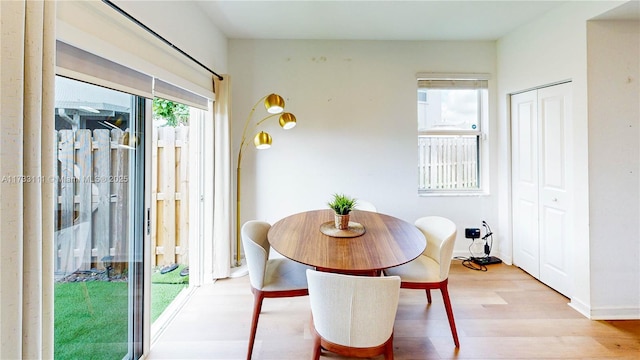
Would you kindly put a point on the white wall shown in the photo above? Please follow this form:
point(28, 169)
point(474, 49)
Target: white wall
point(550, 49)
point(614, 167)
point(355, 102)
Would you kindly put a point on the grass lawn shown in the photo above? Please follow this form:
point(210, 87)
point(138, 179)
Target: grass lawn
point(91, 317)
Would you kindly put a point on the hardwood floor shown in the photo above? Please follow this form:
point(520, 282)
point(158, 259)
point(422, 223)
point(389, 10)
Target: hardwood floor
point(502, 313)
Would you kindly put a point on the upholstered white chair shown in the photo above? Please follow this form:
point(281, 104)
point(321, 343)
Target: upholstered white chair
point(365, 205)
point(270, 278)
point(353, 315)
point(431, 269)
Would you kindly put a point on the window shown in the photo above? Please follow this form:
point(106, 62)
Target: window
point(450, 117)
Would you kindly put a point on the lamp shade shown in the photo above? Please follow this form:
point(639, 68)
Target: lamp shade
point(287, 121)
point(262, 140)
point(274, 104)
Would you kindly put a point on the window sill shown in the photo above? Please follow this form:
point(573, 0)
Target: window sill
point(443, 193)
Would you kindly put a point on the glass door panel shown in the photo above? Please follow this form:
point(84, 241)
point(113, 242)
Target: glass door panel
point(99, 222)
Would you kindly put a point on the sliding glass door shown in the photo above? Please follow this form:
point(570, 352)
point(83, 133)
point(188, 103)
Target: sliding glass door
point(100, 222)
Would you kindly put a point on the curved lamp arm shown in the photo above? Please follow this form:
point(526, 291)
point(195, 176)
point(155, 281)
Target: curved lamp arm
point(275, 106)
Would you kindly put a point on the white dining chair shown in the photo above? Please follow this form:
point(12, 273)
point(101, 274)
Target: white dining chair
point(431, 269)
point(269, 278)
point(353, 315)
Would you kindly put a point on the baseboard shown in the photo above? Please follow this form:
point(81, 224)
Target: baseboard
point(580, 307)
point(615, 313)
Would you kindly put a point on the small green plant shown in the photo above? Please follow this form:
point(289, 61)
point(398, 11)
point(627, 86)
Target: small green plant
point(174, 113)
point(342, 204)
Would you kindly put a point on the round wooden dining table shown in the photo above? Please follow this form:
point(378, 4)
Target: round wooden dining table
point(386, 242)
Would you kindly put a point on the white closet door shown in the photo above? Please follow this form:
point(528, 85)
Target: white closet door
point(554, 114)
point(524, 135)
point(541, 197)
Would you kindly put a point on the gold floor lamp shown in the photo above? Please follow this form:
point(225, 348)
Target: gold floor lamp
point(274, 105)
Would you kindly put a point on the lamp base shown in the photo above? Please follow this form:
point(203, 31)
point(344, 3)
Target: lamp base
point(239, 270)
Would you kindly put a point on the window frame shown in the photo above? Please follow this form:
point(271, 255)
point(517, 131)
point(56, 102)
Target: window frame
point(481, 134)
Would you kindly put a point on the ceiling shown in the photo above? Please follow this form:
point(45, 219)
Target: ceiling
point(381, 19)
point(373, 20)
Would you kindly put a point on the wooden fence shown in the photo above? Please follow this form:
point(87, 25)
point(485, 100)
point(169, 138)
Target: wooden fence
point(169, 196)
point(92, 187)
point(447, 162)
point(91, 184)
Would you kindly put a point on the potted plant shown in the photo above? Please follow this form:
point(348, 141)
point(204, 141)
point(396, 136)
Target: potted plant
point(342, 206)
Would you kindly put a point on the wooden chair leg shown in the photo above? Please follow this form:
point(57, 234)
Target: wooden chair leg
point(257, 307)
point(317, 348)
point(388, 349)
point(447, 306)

▸ **What you should do**
All lines from the start of the entries above through the line containing "point(639, 68)" are to be given again exactly; the pictures are not.

▸ **Solution to this exercise**
Would you kindly put a point on the white wall shown in the photo above? Please follow this form:
point(28, 169)
point(474, 49)
Target: white wall
point(550, 49)
point(614, 167)
point(355, 102)
Would you kindly put a point on the grass lawn shown in the photo above? Please follow this form:
point(210, 87)
point(138, 179)
Target: grass lawn
point(91, 317)
Would you kindly put a point on the hardwood floor shown in the photo above? Please follow this form:
point(520, 282)
point(158, 259)
point(422, 223)
point(389, 10)
Target: hardwood floor
point(502, 313)
Would you kindly put a point on the upholstered white chair shown in the photo above? Please follow this form:
point(281, 104)
point(321, 343)
Target: upholstered white chair
point(365, 205)
point(270, 278)
point(353, 315)
point(431, 269)
Would you kindly put a point on the window shown in the photo above? Please follow this form:
point(106, 62)
Target: window
point(450, 117)
Would you kindly put a point on the lamp shade shown in the photo above? Please follow this form:
point(639, 68)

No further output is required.